Dans l'article ci-dessous sur l'isolement dans les prisons fédérales, réécrivez sous forme de liste le paragraphe qui commence par « Ralph Goodale soutient que », en gardant ses faits principaux.

EXTRAIT DU TEXTE:
==============================

Nombre d'organismes ont dénoncé le recours au confinement cellulaire dans les prisons du Canada. Photo: Radio-Canada

Quelle différence? Les cellules d’isolement des prisonniers fédéraux seront remplacées par des unités d’isolement

Devant un comité du Sénat, mercredi, le ministre canadien de la Sécurité publique, Ralph Goodale, a promis que son projet de loi C-83 n’est pas qu’une affaire de « sémantique ».

La sénatrice Kim Pate rencontre des prisonniers en isolement. Photo : Sénat du Canada

En comité, la sénatrice indépendante Kim Pate, qui a longtemps défendu les droits des détenus à l’Association canadienne des Sociétés Elizabeth Fry, a décrit le projet de loi comme d’un « exercice cynique », visant à donner une nouvelle image à la pratique « cruelle » de l’isolement cellulaire.

Le ministre Ralf Goodale conteste l’affirmation selon laquelle son projet de loi pour mettre fin à l’isolement cellulaire dans les prisons du Canada ne serait qu’une « supercherie linguistique », qui maintiendra cette pratique contestée et dénoncée par les cours sous un autre nom.

Le projet de loi C-83 a été présenté en réaction aux recommandations de l’enquête du coroner sur le décès d’Ashley Smith, une jeune fille de 19 ans qui s’est étranglée dans sa cellule d’isolement sous les yeux de gardiens habitués à ses antécédents d’automutilation. Elle avait été transférée dans plusieurs établissements, mais était en isolement depuis plus de 1000 jours.

Ce n’est pas un exercice de sémantique

Le ministre de la Sécurité publique, Ralph Goodale (Adrian Wyld/Presse canadienne)

Ralph Goodale soutient que la création « d’unités d’intervention structurées » demeure nécessaire pour remplacer les unités d’isolement, car il faudra continuer de séparer certains détenus de la population carcérale en général, pour leur propre sécurité et pour celle des autres prisonniers et gardiens.

Le ministre Goodale ajoute qu’en vertu du nouveau projet de loi, les détenus seraient isolés de manière beaucoup plus respectueuse qu’aujourd’hui, où des prisonniers peuvent rester jusqu’à 22 heures par jour dans une cellule « avec très peu, voire aucun, contact humain significatif ou de programmes de réadaptation », a rappelé M. Goodale.

==============================

Entrées de données enregistrées:

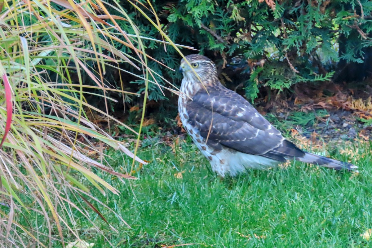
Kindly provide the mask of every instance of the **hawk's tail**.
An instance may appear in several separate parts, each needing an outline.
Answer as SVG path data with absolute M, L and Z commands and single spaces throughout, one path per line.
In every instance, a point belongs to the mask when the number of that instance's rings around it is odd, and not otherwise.
M 347 170 L 349 171 L 358 171 L 356 170 L 358 167 L 350 163 L 339 161 L 335 159 L 310 152 L 305 152 L 305 155 L 302 157 L 296 157 L 296 160 L 301 162 L 317 164 L 335 170 Z

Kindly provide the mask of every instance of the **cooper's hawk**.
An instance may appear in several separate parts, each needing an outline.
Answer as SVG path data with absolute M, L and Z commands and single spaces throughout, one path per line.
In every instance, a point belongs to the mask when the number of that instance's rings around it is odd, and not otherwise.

==============================

RÉPONSE RÉDIGÉE:
- Selon Ralph Goodale, des « unités d'intervention structurées » doivent remplacer les unités d'isolement.
- Elles restent nécessaires, car il faudra toujours séparer certains détenus de la population carcérale générale.
- Cette séparation vise leur propre sécurité ainsi que celle des autres prisonniers et des gardiens.